TASK GOAL:
Character for character, transcribe the entries below, minus the images.

-------- DATASET CONTENT

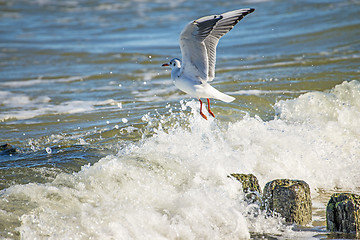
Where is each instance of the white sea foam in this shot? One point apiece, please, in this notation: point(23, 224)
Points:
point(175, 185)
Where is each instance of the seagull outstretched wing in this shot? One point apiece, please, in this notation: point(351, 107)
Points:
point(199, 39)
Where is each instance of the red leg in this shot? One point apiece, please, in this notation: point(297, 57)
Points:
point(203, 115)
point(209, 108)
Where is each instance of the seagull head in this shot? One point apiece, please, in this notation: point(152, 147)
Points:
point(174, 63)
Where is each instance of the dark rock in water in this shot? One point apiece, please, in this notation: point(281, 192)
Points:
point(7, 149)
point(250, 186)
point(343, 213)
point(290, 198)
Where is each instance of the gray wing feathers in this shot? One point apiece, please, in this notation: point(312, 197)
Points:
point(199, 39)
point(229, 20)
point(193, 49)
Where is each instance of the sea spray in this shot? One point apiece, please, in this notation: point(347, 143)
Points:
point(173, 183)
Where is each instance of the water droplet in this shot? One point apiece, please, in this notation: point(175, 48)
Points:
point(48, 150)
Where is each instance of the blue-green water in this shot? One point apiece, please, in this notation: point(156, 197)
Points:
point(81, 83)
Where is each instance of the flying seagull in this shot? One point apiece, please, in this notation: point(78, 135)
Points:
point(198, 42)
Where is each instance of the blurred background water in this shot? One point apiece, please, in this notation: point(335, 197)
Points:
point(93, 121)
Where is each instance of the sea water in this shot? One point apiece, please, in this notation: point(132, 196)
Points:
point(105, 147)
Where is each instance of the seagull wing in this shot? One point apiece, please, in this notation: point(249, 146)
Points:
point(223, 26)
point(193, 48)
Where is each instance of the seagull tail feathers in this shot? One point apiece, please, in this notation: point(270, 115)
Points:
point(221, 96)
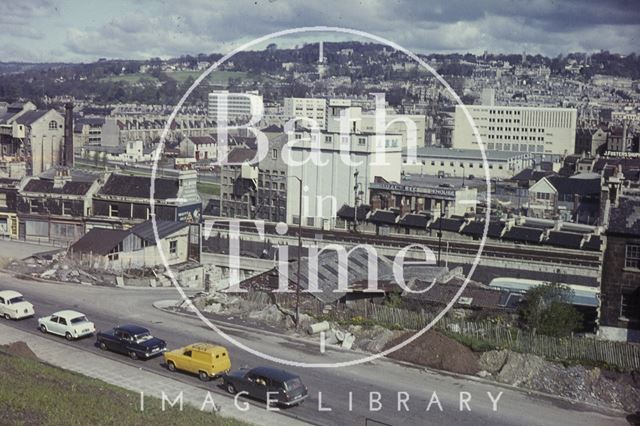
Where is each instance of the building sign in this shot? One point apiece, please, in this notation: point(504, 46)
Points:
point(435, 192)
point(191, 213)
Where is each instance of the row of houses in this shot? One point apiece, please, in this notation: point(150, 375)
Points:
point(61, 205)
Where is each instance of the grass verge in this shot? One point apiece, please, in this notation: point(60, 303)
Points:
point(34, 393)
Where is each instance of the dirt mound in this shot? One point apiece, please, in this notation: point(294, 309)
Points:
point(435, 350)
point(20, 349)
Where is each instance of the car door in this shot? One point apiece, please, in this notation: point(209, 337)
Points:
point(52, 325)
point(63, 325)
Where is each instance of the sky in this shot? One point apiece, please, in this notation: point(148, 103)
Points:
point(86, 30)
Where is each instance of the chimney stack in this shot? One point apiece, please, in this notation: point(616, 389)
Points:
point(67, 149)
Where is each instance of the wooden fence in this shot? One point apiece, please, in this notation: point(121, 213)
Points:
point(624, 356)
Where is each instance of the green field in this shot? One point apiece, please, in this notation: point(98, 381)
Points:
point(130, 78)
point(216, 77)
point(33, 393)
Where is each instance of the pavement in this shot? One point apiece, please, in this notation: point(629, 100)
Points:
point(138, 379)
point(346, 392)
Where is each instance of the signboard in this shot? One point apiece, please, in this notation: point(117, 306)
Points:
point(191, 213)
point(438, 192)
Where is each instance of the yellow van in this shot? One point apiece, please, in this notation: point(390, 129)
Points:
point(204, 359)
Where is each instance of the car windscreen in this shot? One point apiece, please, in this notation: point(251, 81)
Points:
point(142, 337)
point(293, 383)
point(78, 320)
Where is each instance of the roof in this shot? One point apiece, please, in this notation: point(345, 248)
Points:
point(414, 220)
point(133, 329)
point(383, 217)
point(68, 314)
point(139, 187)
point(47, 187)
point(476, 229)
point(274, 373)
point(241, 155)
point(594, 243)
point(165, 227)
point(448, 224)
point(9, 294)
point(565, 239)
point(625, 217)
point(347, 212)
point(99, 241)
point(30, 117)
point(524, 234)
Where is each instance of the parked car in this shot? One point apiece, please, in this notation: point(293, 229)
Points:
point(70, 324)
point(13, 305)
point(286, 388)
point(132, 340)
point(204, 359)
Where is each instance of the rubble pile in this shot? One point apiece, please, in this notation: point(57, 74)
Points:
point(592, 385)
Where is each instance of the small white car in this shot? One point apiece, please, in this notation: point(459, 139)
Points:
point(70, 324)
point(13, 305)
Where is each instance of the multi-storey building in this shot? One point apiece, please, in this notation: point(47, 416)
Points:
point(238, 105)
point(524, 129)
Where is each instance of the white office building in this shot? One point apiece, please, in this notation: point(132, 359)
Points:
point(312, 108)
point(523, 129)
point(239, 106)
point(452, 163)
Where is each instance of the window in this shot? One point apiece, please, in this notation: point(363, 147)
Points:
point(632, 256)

----------------

SOLUTION TO THIS PROBLEM:
Where is each instance of the white sea foam in this shot? One point apiece, please, in this notation: point(23, 224)
Points:
point(175, 185)
Where is each instance of the seagull outstretched wing in this shot? One point apiece, please, in this notation: point(351, 107)
Points:
point(199, 39)
Where is each instance of the red leg in this shot? One point apiece, please, in this notation: point(297, 57)
Points:
point(203, 115)
point(209, 108)
Where is each instance of the seagull head in this shot? One point apiece, please, in this notation: point(152, 147)
Points:
point(174, 63)
Where is each instance of the dark rock in water in this shot? One point apiece, please, in this notation: point(281, 192)
Points:
point(7, 149)
point(250, 186)
point(343, 213)
point(290, 198)
Where is each instance of the gray wing feathers in this shot? One point apiece, please, in this notation: point(312, 197)
Points:
point(199, 39)
point(229, 20)
point(193, 49)
Where is each instance of the sea spray in this shot? One point apiece, please, in this notation: point(347, 143)
Points:
point(173, 183)
Where is each instance of the water droplet in this shot? One point apiece, please, in this notation: point(175, 48)
Points:
point(48, 150)
Where is each instance of the blue-green water in this shot? One point apiece, please, in this notation: point(156, 197)
Points:
point(81, 83)
Where is each instance of the flying seagull in this shot? One point apiece, please, in this notation: point(78, 135)
Points:
point(198, 42)
Where is each instance of the blurred background water in this shot? One point apiece, please, in this notation: point(335, 197)
Points:
point(93, 121)
Where is each instance of the sea water in this shot? One point apiece, please, in this notation: point(132, 196)
Points:
point(105, 147)
Where is each instance of the seagull wing in this shot? One point apiece, please, in this notation: point(249, 146)
Points:
point(223, 26)
point(193, 48)
Where is each instance of the seagull tail feathers in this shot? One point apiece, please, in this notation: point(270, 115)
Points:
point(221, 96)
Where is each instance of the building sign in this shot? One point apiece, please, in this notation: point(504, 46)
Points:
point(435, 192)
point(191, 213)
Where is each instance of the row of houses in this shot? One point apiece, please, in this notation: point(150, 375)
Points:
point(61, 205)
Where is each instance of the grass verge in this shot? One point apiece, please, in this notation: point(60, 303)
Points:
point(34, 393)
Where is each instance of the dirt mound in this shot? One point apiece, please, in this notation: point(294, 309)
Points:
point(435, 350)
point(20, 349)
Where is each instance of the car door in this shot? One point apiece, please, in this notation: point(209, 337)
Points:
point(52, 325)
point(63, 325)
Where is each instance of the sky in this shot? One point apiece, please, in this notation: point(148, 103)
Points:
point(86, 30)
Where is each instance of the chimney stack in this shot? One point apiece, please, in this notation: point(616, 389)
Points:
point(67, 149)
Where is each instance of the wooden fence in this shot? One point apiece, please, in this notation: point(121, 213)
Points:
point(624, 356)
Where is each instance of the green field in this shot? One point apiece, please, in this notation: point(98, 381)
Points:
point(130, 78)
point(216, 77)
point(33, 393)
Where is each instance of the pavement in this shot? One point apiece, please, in this notation: point(629, 100)
Points:
point(138, 379)
point(346, 392)
Where is each instance of the signboard in this shot? One point apiece, please, in this notation: point(117, 306)
Points:
point(191, 213)
point(438, 192)
Where is each instance of the yellow van in this shot? One point apiece, please, in this notation: point(390, 129)
Points:
point(204, 359)
Where is each instance of the car windscreen in this shot? One point apiece, please, in this notation: point(251, 81)
Points:
point(142, 337)
point(293, 383)
point(78, 320)
Where is each instance of the roof in this shot? One point apiece, please, in this notation: point(345, 248)
Points:
point(414, 220)
point(133, 329)
point(383, 217)
point(68, 314)
point(139, 187)
point(47, 187)
point(476, 229)
point(274, 373)
point(241, 155)
point(594, 243)
point(165, 227)
point(448, 224)
point(9, 294)
point(565, 239)
point(625, 217)
point(347, 212)
point(99, 241)
point(30, 117)
point(524, 234)
Where is each instance of the parked car in this shot? One point apiece, please, in this notation: point(293, 229)
Points:
point(70, 324)
point(13, 305)
point(286, 388)
point(132, 340)
point(204, 359)
Where is each instance of the rubble pile in this shot? One point apiece, please, in this notation: point(57, 74)
Points:
point(592, 385)
Where is each instance of the small white car in this shot? One point apiece, please, in this notation: point(459, 139)
Points:
point(70, 324)
point(13, 305)
Where is each instance of the multi-storey building in this shot? One point apiece, please, in this notation: point(47, 416)
Points:
point(238, 105)
point(524, 129)
Where is each instance of the white office building in this shot? One point apiece, please, in this notation: point(132, 359)
Points:
point(312, 108)
point(523, 129)
point(239, 106)
point(452, 163)
Where is each instance of the window in this shot? One point apiece, please, in this notation: point(363, 147)
Points:
point(632, 256)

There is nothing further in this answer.